Content starts
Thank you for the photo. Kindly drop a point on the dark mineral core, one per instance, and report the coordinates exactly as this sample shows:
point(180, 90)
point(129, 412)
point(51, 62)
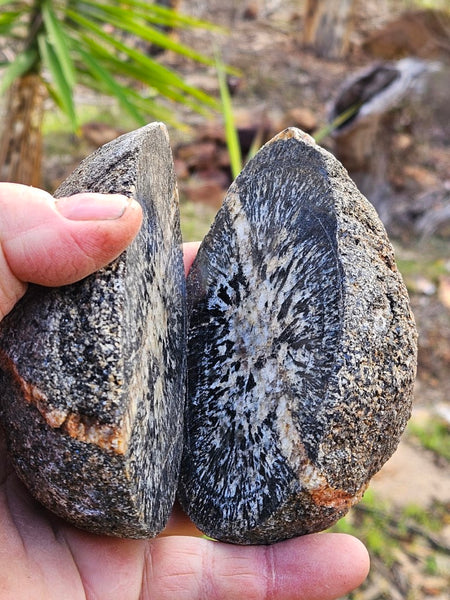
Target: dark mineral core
point(93, 374)
point(301, 351)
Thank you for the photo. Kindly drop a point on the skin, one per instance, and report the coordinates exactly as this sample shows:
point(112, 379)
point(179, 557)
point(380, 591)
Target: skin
point(41, 557)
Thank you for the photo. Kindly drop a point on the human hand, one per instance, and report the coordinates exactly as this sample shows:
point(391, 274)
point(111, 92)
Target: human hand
point(44, 558)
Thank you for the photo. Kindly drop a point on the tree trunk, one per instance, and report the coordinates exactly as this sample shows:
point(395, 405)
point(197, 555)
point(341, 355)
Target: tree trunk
point(327, 26)
point(21, 141)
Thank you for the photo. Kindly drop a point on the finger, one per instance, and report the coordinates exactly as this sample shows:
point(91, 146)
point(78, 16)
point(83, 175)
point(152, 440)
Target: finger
point(58, 242)
point(180, 524)
point(190, 250)
point(314, 567)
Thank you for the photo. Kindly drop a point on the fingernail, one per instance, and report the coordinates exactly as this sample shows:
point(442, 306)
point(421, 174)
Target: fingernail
point(92, 207)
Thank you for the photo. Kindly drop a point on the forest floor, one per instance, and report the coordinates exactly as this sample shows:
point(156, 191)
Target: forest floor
point(404, 518)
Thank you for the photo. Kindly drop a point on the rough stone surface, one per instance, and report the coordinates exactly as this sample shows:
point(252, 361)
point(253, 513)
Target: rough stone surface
point(93, 381)
point(301, 351)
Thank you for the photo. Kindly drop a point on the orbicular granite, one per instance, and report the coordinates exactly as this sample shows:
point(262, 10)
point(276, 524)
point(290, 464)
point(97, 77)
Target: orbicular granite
point(93, 380)
point(301, 351)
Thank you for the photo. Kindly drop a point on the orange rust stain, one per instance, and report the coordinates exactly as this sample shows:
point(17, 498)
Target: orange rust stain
point(78, 427)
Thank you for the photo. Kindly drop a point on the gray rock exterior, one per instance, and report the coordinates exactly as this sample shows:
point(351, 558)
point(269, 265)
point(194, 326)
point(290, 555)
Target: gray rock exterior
point(301, 351)
point(93, 379)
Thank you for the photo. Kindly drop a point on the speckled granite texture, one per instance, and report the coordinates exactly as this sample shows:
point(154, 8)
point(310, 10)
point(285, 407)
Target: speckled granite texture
point(301, 351)
point(93, 381)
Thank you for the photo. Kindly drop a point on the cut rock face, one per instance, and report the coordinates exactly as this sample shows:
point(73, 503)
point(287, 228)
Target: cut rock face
point(93, 374)
point(301, 351)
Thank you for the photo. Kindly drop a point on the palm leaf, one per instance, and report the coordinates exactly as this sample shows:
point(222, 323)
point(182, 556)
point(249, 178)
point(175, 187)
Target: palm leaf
point(157, 74)
point(22, 64)
point(109, 83)
point(120, 18)
point(59, 85)
point(234, 148)
point(162, 15)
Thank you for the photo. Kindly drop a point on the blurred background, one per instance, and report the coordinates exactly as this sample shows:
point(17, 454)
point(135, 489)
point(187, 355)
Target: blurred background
point(369, 80)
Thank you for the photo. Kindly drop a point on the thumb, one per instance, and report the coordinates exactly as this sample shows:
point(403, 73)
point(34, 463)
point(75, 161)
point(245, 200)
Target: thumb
point(56, 242)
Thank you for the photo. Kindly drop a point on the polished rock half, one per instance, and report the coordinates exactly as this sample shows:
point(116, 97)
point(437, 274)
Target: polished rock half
point(93, 381)
point(301, 351)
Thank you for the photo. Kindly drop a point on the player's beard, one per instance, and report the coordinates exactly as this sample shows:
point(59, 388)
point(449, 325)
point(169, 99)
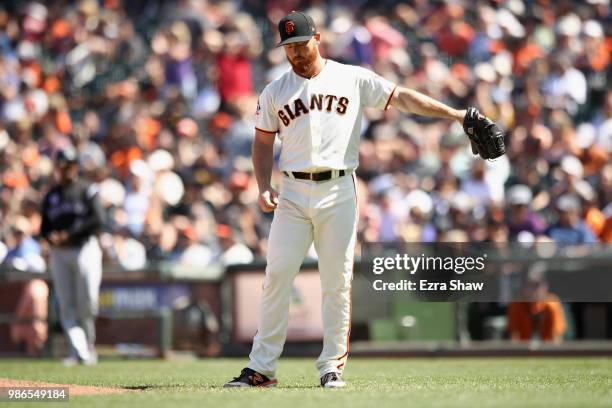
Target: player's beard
point(305, 65)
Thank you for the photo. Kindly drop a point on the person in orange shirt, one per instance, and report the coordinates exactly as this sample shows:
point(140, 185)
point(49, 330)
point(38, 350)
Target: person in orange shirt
point(542, 314)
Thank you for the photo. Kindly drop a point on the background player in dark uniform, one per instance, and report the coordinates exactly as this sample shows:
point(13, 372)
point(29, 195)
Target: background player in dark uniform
point(72, 215)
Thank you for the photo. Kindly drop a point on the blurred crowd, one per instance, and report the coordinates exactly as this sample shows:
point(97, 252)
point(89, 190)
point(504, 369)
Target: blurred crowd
point(158, 98)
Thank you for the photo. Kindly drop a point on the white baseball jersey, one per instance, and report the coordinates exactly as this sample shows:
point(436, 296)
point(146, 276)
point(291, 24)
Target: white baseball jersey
point(318, 120)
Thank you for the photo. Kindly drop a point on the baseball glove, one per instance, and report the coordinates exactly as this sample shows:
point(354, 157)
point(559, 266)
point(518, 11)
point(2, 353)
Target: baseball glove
point(486, 138)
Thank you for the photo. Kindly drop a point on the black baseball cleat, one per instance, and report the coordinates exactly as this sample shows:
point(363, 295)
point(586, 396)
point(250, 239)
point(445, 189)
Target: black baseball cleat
point(332, 380)
point(251, 378)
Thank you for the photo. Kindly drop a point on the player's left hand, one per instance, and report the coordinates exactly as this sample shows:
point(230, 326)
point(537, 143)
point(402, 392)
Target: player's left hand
point(486, 138)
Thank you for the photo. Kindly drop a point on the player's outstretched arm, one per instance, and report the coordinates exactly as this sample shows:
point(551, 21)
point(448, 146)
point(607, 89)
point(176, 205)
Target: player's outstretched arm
point(486, 138)
point(263, 160)
point(410, 101)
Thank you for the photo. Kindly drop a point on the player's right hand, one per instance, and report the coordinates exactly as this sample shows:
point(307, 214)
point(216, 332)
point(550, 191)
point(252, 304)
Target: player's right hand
point(268, 200)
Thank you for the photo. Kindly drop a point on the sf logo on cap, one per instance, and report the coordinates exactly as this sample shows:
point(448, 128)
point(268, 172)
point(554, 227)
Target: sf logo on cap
point(289, 27)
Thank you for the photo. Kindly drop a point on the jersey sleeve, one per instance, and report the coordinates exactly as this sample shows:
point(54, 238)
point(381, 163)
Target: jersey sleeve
point(265, 116)
point(375, 91)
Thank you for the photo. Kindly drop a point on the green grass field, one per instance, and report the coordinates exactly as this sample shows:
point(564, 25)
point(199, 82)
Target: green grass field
point(486, 382)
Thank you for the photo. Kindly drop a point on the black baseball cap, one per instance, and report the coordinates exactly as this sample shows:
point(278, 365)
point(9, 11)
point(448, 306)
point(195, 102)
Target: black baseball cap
point(296, 27)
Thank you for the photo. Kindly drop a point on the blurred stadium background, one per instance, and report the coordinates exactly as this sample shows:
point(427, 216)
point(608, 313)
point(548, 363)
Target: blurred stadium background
point(158, 98)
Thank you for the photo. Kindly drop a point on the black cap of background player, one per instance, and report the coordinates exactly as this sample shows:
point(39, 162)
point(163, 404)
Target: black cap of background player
point(67, 155)
point(296, 27)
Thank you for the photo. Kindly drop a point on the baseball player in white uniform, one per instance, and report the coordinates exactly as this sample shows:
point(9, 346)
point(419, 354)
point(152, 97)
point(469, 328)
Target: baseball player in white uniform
point(315, 109)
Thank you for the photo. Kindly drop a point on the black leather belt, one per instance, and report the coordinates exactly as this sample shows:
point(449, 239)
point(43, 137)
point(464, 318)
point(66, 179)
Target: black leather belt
point(321, 176)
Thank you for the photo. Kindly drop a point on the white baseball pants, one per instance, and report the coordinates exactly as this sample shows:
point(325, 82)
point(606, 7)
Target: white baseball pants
point(324, 213)
point(77, 273)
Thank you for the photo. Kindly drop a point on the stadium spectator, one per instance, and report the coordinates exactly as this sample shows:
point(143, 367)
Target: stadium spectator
point(540, 315)
point(570, 229)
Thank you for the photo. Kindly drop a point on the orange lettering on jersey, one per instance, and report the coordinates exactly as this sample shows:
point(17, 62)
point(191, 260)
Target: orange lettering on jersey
point(283, 117)
point(316, 99)
point(342, 105)
point(288, 109)
point(299, 107)
point(330, 99)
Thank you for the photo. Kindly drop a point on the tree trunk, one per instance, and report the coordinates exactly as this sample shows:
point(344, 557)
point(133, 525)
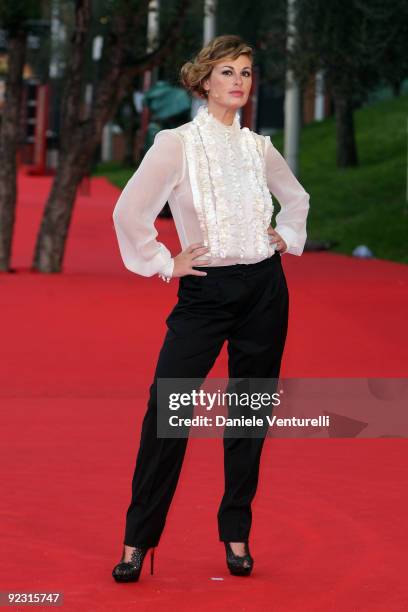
Content ends
## YOUR INSTRUCTIONS
Write out only the lines that run from the line containing "point(89, 190)" through the line containing "the player's left", both included, exactly as they appear above.

## OUTPUT FOR THIS TASK
point(89, 190)
point(504, 369)
Target: blurred crowd
point(158, 98)
Thank you for the photo. Kindly drop a point on the white baseball jersey, one per instance, and report the coordinates exactly as this sample shows:
point(436, 296)
point(146, 276)
point(291, 24)
Target: white baseball jersey
point(318, 120)
Thank you for the photo. Kindly drop a point on the baseball glove, one per instance, and report the coordinates exactly as this sample shows:
point(354, 157)
point(559, 266)
point(518, 11)
point(2, 353)
Target: baseball glove
point(486, 138)
Thank you for the photo. Kindly drop a point on the black baseball cleat, one per instance, and report the coordinates exactly as this sample shows:
point(363, 295)
point(586, 396)
point(250, 239)
point(445, 189)
Target: black baseball cleat
point(332, 380)
point(251, 378)
Thank you for the photo. Kindly drop a point on the player's left hand, one per instance, and report the coordinates exactly as this sample shows:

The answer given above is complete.